Petunjuk Tugas: Sebutkan banyaknya baris dalam materi di bawah ini yang memuat kata "shadow", dengan membedakan huruf besar dan huruf kecil. Tuliskan angkanya saja.

(Data anotasi lokasi objek)
----------------

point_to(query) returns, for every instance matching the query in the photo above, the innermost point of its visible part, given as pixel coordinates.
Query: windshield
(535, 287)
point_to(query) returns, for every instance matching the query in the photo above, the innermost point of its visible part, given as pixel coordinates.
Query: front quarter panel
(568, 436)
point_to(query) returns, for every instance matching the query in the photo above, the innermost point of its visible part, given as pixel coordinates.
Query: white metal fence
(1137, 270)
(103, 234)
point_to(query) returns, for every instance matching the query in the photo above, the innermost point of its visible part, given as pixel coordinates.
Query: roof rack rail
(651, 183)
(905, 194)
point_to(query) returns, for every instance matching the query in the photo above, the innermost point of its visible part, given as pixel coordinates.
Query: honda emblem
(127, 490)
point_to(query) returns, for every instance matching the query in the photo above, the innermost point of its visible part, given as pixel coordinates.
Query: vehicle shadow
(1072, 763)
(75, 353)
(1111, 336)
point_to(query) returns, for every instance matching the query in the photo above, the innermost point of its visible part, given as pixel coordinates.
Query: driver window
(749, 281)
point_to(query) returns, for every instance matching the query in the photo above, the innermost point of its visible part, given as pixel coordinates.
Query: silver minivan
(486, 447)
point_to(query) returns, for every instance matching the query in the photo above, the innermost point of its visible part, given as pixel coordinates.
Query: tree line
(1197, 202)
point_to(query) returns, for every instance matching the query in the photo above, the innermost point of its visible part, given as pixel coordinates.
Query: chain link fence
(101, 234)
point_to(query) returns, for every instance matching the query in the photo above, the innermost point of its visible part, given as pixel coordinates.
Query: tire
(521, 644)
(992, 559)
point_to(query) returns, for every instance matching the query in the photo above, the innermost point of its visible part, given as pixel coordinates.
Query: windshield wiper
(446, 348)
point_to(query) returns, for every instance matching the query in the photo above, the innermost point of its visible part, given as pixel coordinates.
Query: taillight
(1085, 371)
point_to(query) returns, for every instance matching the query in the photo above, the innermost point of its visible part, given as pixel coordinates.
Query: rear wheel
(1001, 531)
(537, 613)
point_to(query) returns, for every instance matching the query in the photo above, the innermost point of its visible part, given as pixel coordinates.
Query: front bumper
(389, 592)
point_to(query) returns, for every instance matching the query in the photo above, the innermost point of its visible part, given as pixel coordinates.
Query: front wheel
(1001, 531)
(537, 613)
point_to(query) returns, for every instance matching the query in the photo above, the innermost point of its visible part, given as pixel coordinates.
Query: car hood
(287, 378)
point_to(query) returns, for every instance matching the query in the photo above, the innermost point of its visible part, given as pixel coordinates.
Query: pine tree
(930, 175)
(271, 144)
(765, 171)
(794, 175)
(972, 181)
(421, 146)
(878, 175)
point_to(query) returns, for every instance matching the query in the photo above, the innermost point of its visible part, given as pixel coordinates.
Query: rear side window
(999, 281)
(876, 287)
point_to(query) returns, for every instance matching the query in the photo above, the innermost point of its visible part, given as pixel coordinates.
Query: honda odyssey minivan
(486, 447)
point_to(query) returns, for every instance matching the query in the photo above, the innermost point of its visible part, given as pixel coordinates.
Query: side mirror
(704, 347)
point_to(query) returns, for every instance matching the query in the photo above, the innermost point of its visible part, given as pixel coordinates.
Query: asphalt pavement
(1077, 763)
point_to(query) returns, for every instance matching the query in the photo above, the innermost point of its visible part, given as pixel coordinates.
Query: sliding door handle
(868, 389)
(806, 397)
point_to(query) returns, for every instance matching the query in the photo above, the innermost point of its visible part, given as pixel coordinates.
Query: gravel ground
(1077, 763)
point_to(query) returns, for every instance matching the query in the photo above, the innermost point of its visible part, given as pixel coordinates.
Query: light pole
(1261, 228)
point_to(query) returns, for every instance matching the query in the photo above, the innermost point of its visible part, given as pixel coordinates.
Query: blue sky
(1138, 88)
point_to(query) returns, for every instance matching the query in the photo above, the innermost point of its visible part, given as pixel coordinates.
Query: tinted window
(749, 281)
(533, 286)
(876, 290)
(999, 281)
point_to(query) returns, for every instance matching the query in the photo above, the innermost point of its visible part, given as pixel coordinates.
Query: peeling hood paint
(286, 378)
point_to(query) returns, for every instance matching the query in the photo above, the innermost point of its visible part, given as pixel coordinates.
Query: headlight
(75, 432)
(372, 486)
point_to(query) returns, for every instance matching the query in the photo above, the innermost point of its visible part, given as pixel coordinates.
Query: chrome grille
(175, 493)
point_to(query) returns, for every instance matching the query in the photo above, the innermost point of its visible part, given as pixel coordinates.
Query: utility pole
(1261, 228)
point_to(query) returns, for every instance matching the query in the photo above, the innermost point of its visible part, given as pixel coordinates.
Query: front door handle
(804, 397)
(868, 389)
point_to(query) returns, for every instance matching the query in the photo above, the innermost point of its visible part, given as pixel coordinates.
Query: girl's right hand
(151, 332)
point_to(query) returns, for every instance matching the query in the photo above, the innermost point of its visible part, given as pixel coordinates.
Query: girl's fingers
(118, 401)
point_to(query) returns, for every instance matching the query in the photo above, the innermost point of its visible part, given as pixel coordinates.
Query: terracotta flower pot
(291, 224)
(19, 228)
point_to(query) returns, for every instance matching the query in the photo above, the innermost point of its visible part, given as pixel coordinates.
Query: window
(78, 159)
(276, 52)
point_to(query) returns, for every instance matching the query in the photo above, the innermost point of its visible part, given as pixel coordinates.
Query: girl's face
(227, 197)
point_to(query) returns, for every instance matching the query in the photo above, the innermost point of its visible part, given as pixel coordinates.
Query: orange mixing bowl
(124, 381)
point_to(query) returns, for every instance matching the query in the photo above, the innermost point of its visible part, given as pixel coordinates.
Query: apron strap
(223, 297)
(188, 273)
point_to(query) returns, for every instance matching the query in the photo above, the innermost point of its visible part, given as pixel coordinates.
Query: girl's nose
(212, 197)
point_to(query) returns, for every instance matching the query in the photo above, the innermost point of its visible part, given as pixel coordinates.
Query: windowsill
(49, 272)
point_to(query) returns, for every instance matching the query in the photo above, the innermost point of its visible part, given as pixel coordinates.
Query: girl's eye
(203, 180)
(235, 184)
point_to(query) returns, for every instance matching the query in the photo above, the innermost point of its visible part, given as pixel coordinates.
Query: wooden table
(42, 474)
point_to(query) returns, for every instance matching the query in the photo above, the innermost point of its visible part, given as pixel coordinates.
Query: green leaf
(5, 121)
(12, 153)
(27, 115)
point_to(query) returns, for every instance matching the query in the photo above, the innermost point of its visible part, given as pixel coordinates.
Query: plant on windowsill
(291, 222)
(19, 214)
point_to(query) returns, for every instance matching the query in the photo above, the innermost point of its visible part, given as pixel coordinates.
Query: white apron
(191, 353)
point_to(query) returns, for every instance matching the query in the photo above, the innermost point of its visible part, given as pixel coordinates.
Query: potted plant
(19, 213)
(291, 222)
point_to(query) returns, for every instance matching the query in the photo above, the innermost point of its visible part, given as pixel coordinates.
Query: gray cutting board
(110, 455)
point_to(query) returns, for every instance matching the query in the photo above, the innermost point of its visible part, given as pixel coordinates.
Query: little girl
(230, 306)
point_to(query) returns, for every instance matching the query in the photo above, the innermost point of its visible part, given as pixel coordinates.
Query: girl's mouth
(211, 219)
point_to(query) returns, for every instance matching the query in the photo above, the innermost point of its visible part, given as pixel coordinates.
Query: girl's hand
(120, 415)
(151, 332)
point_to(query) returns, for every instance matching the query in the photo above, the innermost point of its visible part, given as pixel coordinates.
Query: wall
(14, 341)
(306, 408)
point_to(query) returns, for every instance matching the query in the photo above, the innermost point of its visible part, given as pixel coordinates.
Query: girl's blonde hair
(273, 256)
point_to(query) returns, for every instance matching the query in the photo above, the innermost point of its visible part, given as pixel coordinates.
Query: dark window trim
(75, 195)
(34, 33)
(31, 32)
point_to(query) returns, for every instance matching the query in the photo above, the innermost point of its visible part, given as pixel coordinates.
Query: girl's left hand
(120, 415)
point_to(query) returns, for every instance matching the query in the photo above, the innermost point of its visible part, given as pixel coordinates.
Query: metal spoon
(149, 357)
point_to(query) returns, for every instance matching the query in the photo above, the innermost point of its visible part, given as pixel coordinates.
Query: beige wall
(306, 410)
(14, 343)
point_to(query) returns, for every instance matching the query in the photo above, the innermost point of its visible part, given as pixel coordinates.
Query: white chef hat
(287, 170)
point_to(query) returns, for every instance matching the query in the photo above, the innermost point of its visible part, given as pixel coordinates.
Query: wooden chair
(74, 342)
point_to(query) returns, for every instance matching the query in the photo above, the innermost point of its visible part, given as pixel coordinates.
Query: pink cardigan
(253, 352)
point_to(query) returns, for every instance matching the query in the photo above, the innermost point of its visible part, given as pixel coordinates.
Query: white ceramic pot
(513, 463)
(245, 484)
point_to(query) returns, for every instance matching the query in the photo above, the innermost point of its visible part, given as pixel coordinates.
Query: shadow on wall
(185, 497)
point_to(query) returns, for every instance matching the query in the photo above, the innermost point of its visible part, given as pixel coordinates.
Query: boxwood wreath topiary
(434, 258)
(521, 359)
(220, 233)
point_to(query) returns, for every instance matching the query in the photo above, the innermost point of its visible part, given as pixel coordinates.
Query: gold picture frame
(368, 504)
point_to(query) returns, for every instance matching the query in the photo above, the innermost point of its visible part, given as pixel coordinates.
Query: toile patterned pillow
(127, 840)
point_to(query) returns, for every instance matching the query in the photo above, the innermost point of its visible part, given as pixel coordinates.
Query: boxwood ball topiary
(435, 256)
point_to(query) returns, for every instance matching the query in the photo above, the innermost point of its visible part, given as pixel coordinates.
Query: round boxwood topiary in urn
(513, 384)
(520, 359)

----------------

Jawaban Lengkap: 2